## Data excerpts
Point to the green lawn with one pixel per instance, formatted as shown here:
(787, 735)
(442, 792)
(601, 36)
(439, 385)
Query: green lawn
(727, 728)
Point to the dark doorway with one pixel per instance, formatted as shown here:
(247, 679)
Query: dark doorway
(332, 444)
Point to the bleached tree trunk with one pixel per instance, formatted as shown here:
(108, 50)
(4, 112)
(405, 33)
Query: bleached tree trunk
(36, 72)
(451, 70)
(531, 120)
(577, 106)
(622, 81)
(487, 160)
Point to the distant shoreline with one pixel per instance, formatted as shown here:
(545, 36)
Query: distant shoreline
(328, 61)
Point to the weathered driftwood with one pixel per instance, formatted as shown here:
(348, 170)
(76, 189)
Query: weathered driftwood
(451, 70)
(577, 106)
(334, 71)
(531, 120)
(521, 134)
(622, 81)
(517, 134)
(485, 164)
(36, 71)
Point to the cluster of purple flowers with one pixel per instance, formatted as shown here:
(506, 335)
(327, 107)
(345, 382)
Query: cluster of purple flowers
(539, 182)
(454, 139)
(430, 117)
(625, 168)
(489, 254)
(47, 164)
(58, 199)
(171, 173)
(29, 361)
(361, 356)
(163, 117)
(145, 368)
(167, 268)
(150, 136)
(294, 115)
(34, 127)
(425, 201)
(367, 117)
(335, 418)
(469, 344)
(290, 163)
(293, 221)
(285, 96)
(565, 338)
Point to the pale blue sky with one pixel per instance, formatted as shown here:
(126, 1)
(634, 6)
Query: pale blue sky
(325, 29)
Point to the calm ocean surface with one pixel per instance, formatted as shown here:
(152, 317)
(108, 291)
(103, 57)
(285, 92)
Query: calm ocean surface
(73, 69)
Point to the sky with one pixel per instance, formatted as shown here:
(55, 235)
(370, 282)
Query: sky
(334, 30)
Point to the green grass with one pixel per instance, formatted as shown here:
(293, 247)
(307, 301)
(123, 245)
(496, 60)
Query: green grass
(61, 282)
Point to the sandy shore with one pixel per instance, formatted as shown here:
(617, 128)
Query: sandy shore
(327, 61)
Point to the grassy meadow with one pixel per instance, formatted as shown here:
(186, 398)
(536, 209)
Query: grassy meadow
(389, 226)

---

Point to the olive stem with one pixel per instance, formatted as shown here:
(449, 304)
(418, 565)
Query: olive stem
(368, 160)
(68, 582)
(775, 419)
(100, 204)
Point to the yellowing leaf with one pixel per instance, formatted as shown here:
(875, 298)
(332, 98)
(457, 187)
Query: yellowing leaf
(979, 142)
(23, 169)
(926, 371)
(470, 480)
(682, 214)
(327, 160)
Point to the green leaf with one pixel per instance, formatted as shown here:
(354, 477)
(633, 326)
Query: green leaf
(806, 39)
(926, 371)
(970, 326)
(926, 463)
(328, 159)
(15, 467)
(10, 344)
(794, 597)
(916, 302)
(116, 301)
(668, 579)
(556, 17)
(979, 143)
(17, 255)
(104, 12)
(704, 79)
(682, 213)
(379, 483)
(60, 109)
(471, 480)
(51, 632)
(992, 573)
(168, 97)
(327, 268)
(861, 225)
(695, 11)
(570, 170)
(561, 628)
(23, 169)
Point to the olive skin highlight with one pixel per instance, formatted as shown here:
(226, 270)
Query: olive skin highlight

## WHAT IS NEEDED
Scan the records above. Return every line with "highlight" in it.

## TASK ANSWER
Point to the olive skin highlight with one pixel per instance, formatted as shown here:
Query: olive skin highlight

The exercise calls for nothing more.